Segmentation mask data

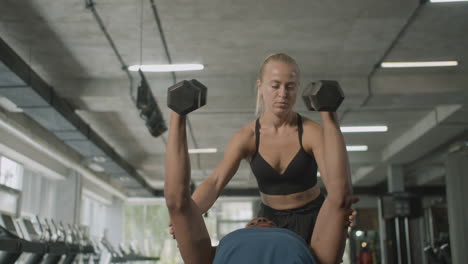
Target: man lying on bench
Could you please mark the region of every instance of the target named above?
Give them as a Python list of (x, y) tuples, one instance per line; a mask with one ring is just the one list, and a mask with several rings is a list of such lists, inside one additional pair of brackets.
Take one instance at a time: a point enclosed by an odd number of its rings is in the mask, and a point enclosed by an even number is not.
[[(330, 118), (336, 118), (330, 113)], [(328, 195), (320, 209), (310, 245), (294, 232), (277, 228), (266, 218), (250, 221), (246, 228), (227, 234), (217, 248), (211, 246), (202, 213), (190, 195), (190, 160), (186, 116), (171, 113), (166, 152), (164, 195), (186, 264), (328, 264), (339, 263), (344, 251), (349, 219), (353, 218), (349, 164), (341, 133), (327, 146), (325, 155)], [(338, 128), (337, 128), (338, 129)], [(333, 134), (333, 133), (332, 133)]]

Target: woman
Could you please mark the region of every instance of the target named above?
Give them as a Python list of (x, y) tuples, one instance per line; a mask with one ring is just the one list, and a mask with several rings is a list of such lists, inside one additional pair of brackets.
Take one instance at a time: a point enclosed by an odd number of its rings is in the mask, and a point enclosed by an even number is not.
[[(260, 117), (233, 135), (223, 161), (198, 186), (192, 198), (206, 212), (234, 176), (241, 160), (247, 159), (260, 190), (258, 216), (296, 232), (309, 243), (324, 201), (316, 184), (317, 169), (329, 189), (334, 183), (328, 181), (325, 156), (339, 153), (333, 148), (325, 153), (326, 145), (344, 146), (344, 142), (335, 113), (321, 113), (322, 127), (293, 111), (299, 77), (299, 67), (290, 56), (278, 53), (265, 59), (257, 80)], [(346, 155), (340, 159), (348, 164)], [(339, 188), (351, 194), (350, 180), (342, 181)]]

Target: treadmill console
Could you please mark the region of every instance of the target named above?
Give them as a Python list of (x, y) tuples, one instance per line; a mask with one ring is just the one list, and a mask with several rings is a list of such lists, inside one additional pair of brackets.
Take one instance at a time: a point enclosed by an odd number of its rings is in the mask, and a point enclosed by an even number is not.
[(22, 229), (23, 238), (29, 241), (41, 240), (40, 234), (37, 232), (31, 219), (23, 218), (18, 221), (19, 226)]
[(16, 229), (15, 220), (13, 220), (13, 216), (5, 213), (0, 213), (0, 226), (5, 228), (8, 232), (12, 233), (13, 235), (19, 237), (19, 232)]

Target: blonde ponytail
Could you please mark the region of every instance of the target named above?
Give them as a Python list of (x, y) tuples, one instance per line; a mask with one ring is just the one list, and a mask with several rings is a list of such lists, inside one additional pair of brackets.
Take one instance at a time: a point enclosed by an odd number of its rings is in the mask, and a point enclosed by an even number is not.
[(257, 88), (257, 104), (255, 105), (255, 116), (260, 116), (263, 113), (263, 96), (260, 89)]

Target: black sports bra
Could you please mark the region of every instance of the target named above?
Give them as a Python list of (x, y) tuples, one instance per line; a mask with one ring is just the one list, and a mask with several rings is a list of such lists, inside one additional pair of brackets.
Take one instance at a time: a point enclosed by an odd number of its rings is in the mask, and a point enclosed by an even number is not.
[(315, 157), (302, 147), (302, 118), (297, 114), (297, 130), (300, 149), (283, 174), (279, 174), (258, 152), (260, 144), (260, 121), (255, 123), (256, 151), (250, 167), (257, 179), (258, 188), (264, 194), (285, 195), (303, 192), (317, 183), (317, 162)]

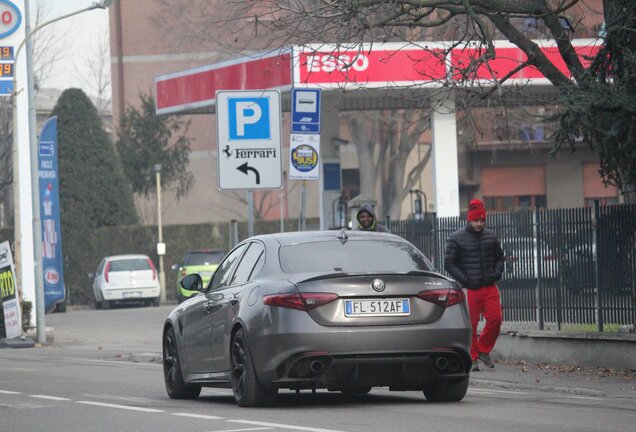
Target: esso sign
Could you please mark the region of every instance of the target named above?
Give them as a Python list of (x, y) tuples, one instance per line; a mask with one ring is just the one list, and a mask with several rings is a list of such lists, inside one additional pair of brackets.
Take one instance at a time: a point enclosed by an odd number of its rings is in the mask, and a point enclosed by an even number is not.
[(369, 68), (369, 58), (362, 54), (310, 54), (307, 56), (307, 72), (357, 72)]
[(15, 33), (21, 23), (20, 9), (9, 0), (0, 0), (0, 39)]
[(60, 274), (53, 267), (49, 267), (44, 272), (44, 282), (49, 285), (57, 285), (60, 281)]

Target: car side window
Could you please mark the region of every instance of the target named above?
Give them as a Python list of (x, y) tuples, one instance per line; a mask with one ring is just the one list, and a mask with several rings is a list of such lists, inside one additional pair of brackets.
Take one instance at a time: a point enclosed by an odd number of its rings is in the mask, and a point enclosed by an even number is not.
[(228, 285), (229, 277), (232, 275), (232, 269), (237, 260), (241, 257), (241, 254), (245, 250), (247, 245), (241, 245), (234, 249), (223, 260), (219, 268), (214, 272), (214, 277), (210, 280), (207, 291), (218, 290)]
[(265, 264), (265, 251), (261, 252), (261, 254), (258, 256), (258, 260), (256, 261), (256, 264), (254, 265), (254, 268), (252, 269), (250, 273), (250, 277), (247, 280), (248, 282), (253, 280), (256, 277), (256, 275), (258, 275), (258, 273), (263, 268), (264, 264)]
[(241, 262), (239, 263), (230, 285), (242, 285), (250, 280), (250, 275), (254, 266), (258, 262), (259, 257), (263, 254), (263, 245), (260, 243), (251, 243)]

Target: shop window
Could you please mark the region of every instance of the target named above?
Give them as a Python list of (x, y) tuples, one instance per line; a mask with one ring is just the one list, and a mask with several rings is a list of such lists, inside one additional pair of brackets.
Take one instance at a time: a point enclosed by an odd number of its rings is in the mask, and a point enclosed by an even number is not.
[(585, 207), (594, 207), (594, 201), (598, 200), (600, 206), (618, 204), (618, 197), (585, 198)]
[(535, 207), (545, 208), (547, 200), (545, 195), (486, 196), (484, 204), (486, 209), (490, 211), (510, 211)]
[(360, 170), (342, 170), (342, 195), (344, 195), (347, 200), (360, 195)]

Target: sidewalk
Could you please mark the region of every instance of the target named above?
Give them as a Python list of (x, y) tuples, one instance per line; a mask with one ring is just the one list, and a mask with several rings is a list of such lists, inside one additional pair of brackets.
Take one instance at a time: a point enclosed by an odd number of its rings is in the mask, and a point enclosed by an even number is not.
[(627, 398), (633, 399), (636, 403), (636, 370), (631, 369), (551, 365), (495, 359), (494, 369), (488, 369), (480, 363), (480, 370), (471, 372), (470, 385), (479, 388)]

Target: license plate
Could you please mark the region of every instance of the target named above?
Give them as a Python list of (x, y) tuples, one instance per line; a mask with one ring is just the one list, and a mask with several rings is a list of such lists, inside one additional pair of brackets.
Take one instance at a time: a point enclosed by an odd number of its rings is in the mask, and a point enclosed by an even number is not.
[(202, 271), (202, 272), (199, 272), (199, 276), (201, 276), (202, 278), (210, 277), (210, 276), (212, 276), (212, 273), (214, 273), (214, 272), (211, 272), (211, 271)]
[(130, 291), (130, 292), (125, 292), (123, 294), (124, 298), (140, 298), (141, 297), (141, 291)]
[(409, 299), (345, 300), (345, 316), (406, 316), (411, 314)]

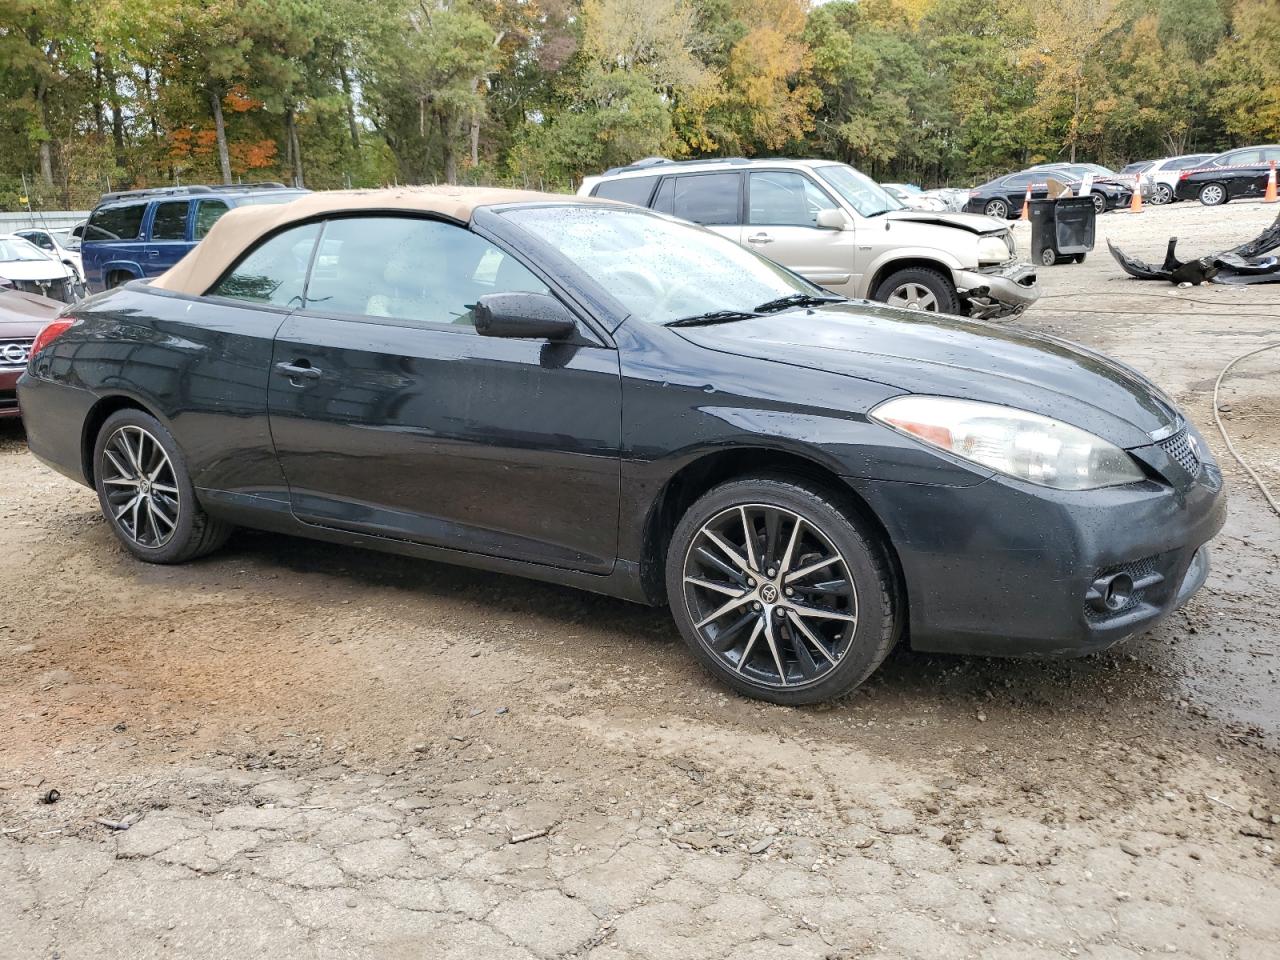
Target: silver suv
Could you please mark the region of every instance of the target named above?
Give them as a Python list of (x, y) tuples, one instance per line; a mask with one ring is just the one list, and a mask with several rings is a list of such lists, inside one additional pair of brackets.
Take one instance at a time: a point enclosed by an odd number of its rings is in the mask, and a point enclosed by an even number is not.
[(1040, 296), (1007, 223), (908, 210), (830, 160), (653, 158), (587, 177), (578, 193), (700, 223), (846, 297), (994, 318)]

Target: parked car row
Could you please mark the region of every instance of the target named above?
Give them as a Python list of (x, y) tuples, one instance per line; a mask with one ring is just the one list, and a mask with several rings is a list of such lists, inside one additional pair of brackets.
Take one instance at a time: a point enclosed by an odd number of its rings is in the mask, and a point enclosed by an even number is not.
[[(971, 213), (982, 213), (997, 220), (1013, 220), (1022, 213), (1022, 204), (1027, 198), (1028, 189), (1032, 200), (1045, 200), (1049, 196), (1049, 181), (1070, 187), (1079, 193), (1083, 186), (1085, 173), (1089, 171), (1072, 171), (1059, 167), (1032, 167), (1017, 173), (1006, 174), (988, 180), (969, 191), (969, 202), (965, 209)], [(1124, 207), (1133, 196), (1131, 187), (1111, 180), (1094, 180), (1089, 189), (1093, 198), (1094, 209), (1098, 213)]]

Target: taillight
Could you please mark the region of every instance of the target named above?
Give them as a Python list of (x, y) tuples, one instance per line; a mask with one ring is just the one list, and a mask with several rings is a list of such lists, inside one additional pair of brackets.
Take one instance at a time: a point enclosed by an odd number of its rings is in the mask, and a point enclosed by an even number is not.
[(32, 359), (35, 359), (37, 353), (70, 330), (75, 322), (74, 317), (59, 317), (57, 320), (46, 323), (44, 329), (36, 334), (36, 338), (31, 344)]
[(1185, 179), (1187, 179), (1187, 177), (1189, 177), (1189, 176), (1191, 176), (1191, 171), (1190, 171), (1190, 170), (1183, 170), (1180, 174), (1178, 174), (1178, 179), (1179, 179), (1179, 180), (1185, 180)]

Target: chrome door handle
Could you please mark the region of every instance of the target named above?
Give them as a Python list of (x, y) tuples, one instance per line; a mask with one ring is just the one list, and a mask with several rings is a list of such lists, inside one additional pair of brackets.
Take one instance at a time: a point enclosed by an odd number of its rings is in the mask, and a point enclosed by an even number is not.
[(319, 380), (321, 374), (318, 367), (313, 367), (309, 363), (306, 366), (298, 363), (277, 363), (276, 370), (290, 380)]
[(773, 243), (773, 237), (767, 233), (757, 233), (753, 237), (747, 237), (747, 243)]

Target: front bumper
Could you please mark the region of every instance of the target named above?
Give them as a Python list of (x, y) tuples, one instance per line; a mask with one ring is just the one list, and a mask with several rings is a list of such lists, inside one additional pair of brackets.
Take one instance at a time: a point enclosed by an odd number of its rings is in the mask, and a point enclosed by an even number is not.
[(955, 270), (956, 291), (976, 320), (1016, 317), (1040, 299), (1036, 268), (1010, 260), (995, 267)]
[(0, 420), (19, 415), (17, 391), (22, 369), (0, 369)]
[[(1076, 492), (1002, 476), (968, 487), (849, 480), (897, 552), (912, 647), (1080, 656), (1186, 603), (1226, 518), (1221, 471), (1206, 461), (1179, 475), (1158, 446), (1133, 453), (1169, 479)], [(1121, 572), (1132, 596), (1100, 611), (1091, 589)]]

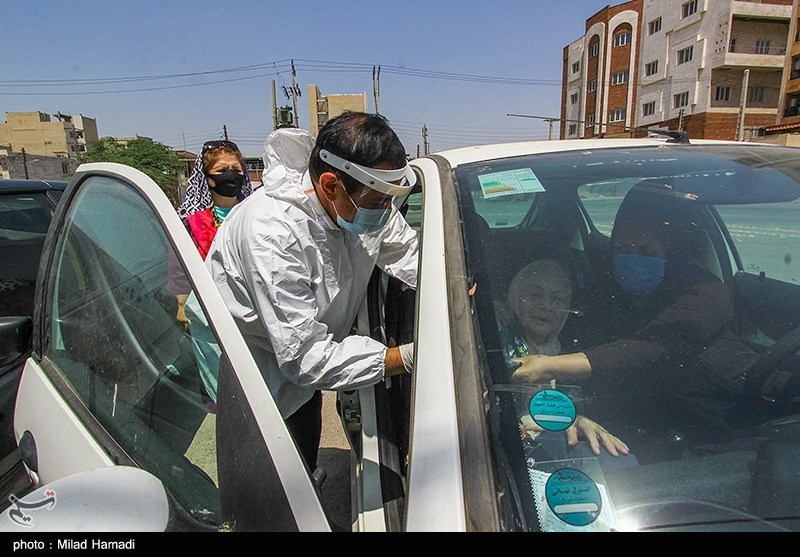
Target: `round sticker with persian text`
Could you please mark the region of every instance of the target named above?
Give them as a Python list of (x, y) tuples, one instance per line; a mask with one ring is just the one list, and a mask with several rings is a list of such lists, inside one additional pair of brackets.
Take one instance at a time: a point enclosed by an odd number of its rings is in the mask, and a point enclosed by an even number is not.
[(531, 398), (528, 411), (536, 424), (547, 431), (563, 431), (575, 422), (575, 403), (556, 389), (544, 389)]
[(603, 499), (592, 478), (574, 468), (553, 472), (545, 484), (550, 510), (571, 526), (588, 526), (600, 516)]

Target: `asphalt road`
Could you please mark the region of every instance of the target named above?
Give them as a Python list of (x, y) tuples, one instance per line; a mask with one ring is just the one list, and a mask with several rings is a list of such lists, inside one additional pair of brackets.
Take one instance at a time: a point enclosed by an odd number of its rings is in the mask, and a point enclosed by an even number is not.
[(331, 529), (351, 532), (350, 520), (350, 444), (336, 413), (336, 393), (322, 392), (322, 440), (317, 466), (328, 473), (322, 484), (322, 506), (328, 514)]

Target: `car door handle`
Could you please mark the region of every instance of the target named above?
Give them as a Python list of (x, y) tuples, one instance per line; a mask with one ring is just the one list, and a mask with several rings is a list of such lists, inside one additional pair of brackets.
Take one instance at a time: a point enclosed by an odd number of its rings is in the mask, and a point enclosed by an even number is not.
[(19, 439), (19, 454), (28, 470), (34, 474), (39, 473), (39, 454), (36, 452), (36, 440), (33, 433), (26, 430)]

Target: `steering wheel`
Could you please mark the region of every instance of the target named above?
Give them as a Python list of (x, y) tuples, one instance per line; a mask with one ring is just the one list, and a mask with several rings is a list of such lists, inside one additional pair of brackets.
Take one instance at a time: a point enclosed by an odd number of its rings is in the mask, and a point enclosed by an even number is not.
[(783, 335), (767, 348), (745, 374), (745, 393), (754, 398), (761, 396), (764, 383), (778, 364), (800, 350), (800, 325)]

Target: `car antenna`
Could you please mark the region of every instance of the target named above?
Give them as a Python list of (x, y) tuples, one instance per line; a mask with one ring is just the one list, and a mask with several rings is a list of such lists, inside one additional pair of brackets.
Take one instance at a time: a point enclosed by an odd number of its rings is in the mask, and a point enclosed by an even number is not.
[(689, 145), (689, 134), (683, 130), (667, 130), (663, 128), (635, 128), (635, 129), (645, 129), (648, 133), (653, 133), (656, 135), (666, 135), (671, 137), (672, 139), (668, 140), (667, 143), (683, 143), (685, 145)]
[[(569, 120), (567, 118), (549, 118), (545, 116), (531, 116), (529, 114), (506, 114), (506, 116), (512, 116), (515, 118), (535, 118), (537, 120), (545, 120), (546, 122), (569, 122), (570, 124), (586, 124), (586, 120)], [(643, 126), (636, 126), (631, 128), (630, 126), (626, 126), (625, 124), (615, 124), (612, 122), (593, 122), (595, 126), (610, 126), (615, 128), (624, 128), (624, 131), (628, 130), (641, 130), (647, 133), (652, 133), (656, 135), (666, 135), (670, 139), (667, 140), (667, 143), (681, 143), (684, 145), (690, 145), (689, 142), (689, 134), (683, 130), (668, 130), (664, 128), (645, 128)]]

EXERCISE DESCRIPTION:
Each line above that carries the string "window" has to be returned.

SOLUTION TO THE EXERCISE:
Target: car side window
Target: shop window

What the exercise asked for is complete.